Records of labeled points:

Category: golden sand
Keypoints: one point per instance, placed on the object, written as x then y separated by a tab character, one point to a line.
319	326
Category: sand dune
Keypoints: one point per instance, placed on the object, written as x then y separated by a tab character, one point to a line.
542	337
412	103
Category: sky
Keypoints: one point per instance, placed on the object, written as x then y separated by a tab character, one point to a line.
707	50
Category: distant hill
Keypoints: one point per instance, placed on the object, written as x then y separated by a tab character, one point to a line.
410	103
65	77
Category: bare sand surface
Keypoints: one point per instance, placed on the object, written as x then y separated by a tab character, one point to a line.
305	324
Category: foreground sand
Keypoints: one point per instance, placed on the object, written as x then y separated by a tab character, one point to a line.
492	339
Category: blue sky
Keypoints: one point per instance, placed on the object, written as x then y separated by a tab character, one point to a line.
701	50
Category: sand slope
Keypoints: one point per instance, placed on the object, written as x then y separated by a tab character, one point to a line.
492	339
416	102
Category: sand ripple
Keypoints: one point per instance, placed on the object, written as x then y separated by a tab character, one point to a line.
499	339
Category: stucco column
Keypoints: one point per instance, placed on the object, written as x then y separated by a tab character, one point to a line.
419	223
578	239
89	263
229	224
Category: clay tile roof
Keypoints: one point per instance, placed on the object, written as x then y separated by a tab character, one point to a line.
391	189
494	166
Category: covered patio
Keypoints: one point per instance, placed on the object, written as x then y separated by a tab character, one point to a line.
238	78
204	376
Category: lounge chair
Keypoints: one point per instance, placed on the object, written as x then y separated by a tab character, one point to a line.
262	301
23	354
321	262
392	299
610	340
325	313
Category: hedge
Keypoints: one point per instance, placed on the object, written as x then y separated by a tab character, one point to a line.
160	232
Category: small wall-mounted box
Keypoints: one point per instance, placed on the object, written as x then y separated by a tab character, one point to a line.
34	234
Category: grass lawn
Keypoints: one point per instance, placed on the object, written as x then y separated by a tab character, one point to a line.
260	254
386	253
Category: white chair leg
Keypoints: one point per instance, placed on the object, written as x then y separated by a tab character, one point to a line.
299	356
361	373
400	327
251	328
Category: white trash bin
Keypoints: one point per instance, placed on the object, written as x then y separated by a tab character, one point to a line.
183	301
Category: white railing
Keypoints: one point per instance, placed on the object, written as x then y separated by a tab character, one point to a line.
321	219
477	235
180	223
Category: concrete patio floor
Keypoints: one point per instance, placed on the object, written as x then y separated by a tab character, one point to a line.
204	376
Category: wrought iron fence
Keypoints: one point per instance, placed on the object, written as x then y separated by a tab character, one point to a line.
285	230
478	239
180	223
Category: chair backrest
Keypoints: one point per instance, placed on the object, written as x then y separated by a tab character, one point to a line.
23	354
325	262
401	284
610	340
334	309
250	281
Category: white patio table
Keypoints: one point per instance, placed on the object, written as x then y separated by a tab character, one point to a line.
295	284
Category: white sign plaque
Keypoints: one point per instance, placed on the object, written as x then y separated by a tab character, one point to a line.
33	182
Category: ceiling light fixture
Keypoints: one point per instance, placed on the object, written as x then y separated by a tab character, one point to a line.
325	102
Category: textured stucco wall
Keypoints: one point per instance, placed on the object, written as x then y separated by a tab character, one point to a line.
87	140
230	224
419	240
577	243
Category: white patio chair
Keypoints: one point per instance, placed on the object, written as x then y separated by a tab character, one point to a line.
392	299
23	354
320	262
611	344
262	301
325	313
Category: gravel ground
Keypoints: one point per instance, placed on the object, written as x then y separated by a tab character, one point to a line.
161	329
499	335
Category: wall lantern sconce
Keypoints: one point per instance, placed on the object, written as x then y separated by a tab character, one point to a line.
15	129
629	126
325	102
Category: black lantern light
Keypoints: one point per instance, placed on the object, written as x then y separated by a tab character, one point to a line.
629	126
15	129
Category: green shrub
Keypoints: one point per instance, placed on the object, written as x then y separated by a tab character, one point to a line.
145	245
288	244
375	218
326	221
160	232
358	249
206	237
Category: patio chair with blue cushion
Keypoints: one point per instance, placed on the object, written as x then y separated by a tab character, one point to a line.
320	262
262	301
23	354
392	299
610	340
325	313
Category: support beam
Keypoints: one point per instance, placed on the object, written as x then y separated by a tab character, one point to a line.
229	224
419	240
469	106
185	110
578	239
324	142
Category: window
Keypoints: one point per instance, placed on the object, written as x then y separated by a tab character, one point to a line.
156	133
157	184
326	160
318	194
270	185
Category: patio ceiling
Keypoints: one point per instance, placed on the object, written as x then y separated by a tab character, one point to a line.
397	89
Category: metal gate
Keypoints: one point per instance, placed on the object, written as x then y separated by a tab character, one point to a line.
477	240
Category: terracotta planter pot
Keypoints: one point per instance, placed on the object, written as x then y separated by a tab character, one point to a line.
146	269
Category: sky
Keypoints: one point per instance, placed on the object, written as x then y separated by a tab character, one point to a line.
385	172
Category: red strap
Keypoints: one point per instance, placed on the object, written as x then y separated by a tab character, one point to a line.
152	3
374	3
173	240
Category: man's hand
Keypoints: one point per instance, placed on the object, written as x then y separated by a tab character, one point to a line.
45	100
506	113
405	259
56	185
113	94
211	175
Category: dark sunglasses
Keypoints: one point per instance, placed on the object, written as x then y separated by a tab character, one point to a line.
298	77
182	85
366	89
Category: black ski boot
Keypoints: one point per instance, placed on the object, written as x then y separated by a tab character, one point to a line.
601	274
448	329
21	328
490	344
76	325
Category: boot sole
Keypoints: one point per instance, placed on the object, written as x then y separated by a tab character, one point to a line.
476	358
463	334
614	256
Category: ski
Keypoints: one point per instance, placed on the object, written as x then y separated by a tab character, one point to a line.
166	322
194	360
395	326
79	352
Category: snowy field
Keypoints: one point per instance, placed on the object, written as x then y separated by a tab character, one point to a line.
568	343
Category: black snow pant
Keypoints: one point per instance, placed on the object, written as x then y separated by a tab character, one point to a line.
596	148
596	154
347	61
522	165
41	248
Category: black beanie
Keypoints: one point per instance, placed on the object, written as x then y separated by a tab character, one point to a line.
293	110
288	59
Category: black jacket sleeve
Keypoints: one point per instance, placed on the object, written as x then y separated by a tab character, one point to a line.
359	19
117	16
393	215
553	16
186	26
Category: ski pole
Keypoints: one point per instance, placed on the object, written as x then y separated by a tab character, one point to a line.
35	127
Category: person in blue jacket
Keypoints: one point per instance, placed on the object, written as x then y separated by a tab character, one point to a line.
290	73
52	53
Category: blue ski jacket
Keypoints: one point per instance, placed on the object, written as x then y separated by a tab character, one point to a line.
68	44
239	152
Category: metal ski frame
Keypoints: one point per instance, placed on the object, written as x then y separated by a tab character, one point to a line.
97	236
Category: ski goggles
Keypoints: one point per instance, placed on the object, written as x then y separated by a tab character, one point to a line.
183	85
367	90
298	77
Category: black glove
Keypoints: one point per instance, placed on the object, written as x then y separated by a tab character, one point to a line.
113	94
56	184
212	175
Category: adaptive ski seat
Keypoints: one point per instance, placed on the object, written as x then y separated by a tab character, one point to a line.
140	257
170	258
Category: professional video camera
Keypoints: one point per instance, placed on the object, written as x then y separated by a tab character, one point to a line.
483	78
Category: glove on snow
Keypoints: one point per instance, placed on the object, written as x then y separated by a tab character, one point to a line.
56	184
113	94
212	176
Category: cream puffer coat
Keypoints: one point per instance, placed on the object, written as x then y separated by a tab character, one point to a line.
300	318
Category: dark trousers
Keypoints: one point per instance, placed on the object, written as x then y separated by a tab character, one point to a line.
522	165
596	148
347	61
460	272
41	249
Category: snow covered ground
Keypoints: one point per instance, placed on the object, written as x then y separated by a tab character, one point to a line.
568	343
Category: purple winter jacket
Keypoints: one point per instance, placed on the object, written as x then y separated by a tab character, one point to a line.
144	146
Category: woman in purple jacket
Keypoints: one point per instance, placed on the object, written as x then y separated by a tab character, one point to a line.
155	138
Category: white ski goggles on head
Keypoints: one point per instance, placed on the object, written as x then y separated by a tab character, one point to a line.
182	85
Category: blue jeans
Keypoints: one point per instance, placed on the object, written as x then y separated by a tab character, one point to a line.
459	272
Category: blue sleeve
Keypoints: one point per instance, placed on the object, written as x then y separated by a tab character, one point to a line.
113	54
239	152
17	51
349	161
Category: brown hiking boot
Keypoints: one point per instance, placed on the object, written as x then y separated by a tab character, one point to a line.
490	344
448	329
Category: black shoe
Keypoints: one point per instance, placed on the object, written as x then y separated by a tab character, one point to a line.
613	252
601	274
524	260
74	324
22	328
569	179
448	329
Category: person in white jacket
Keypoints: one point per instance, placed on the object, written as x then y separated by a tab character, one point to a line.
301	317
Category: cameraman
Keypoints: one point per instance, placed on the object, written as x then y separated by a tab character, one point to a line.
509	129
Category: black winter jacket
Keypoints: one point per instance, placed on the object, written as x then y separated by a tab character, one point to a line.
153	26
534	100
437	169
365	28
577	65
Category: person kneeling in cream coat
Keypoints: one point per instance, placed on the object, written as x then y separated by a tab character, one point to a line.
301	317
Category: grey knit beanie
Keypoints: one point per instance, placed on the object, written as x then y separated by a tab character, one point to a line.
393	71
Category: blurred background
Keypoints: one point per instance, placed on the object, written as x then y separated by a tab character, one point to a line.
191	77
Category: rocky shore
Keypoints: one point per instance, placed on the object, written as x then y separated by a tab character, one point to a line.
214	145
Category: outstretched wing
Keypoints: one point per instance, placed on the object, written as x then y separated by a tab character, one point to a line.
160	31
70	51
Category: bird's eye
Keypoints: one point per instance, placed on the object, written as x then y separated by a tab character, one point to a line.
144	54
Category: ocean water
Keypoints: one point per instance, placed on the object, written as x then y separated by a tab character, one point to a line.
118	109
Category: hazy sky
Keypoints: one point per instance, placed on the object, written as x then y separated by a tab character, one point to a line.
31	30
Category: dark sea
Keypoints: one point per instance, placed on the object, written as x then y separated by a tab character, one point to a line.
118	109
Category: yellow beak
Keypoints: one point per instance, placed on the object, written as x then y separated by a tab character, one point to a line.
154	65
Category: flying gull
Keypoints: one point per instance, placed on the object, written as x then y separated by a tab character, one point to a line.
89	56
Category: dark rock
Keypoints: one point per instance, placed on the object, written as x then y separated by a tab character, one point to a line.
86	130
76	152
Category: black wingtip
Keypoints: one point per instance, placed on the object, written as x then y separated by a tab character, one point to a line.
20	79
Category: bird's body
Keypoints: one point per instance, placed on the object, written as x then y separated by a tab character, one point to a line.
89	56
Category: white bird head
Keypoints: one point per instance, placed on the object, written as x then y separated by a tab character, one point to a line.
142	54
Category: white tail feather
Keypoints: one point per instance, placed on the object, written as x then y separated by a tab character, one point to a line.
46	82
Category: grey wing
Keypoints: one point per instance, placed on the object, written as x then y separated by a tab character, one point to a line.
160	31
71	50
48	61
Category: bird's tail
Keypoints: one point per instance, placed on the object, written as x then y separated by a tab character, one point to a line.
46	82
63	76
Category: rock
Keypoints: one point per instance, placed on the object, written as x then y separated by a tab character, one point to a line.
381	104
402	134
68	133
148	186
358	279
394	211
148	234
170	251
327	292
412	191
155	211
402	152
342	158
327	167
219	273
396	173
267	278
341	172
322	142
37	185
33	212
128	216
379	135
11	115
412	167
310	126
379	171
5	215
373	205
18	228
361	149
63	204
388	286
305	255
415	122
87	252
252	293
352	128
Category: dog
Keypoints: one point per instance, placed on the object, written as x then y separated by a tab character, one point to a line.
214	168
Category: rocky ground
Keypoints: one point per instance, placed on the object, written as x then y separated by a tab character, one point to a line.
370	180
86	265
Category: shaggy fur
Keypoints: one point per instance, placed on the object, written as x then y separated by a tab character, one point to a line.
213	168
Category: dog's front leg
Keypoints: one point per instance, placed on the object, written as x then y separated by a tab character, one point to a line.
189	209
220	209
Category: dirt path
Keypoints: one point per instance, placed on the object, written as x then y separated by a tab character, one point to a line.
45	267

Goal: Write out the lines above, starting at the line that contains "Category: black wingtip" and ending with the final line, and nothing else; copy them exactly.

Exercise result:
Category: black wingtip
Keypoints: one point per instance, placed on the object, written as x then y separated by a tab character, one point to a line.
20	79
Category: bird's body
Keypoints: one point per instance, placed on the object, written as x then y separated by a tab character, one point to a line.
89	56
Category: white bird head
Keypoints: one point per instance, placed on the object, written as x then y separated by a tab character, one point to a line.
142	54
Category: white tail feather
Keypoints: one point per instance, placed on the object, written as x then y separated by a tab character, one point to a line.
46	82
Category: grey wing
Keypoints: one point per instance, placed on the object, written as x then y separated by a tab character, one point to a line.
160	31
71	50
48	61
Category: bird's tail
Keypoints: one point per instance, placed on the object, written as x then y separated by a tab character, one point to a line.
46	82
63	76
Category: rock
Keypoints: one point per instance, placed on the object, written as x then y separated by a tab character, one point to a line.
381	104
402	134
68	133
148	186
358	279
394	211
148	234
170	251
327	292
412	191
155	211
402	152
342	158
327	167
219	273
396	173
267	278
341	172
322	142
37	185
33	212
128	216
379	135
11	115
412	167
310	126
379	171
5	215
373	205
18	228
361	149
63	204
388	286
305	255
415	122
87	252
252	293
352	128
Category: dog
Keypoints: one point per instance, placed on the object, written as x then y separated by a tab character, one point to a line.
214	168
Category: rocky ground
Keypoints: one point per instance, placed on the object, written as x then y separated by a tab character, one point to a line.
370	180
86	265
Category: shaggy fur
Keypoints: one point per instance, placed on the object, written as x then y separated by a tab character, one point to a line.
213	168
Category: dog's front leg
Keypoints: one point per instance, placed on the object, written as x then y separated by a tab character, one point to a line.
189	209
220	209
Category: dirt path
Keypoints: one point per instance, placed on the object, written as x then y separated by a tab character, one point to a line.
45	267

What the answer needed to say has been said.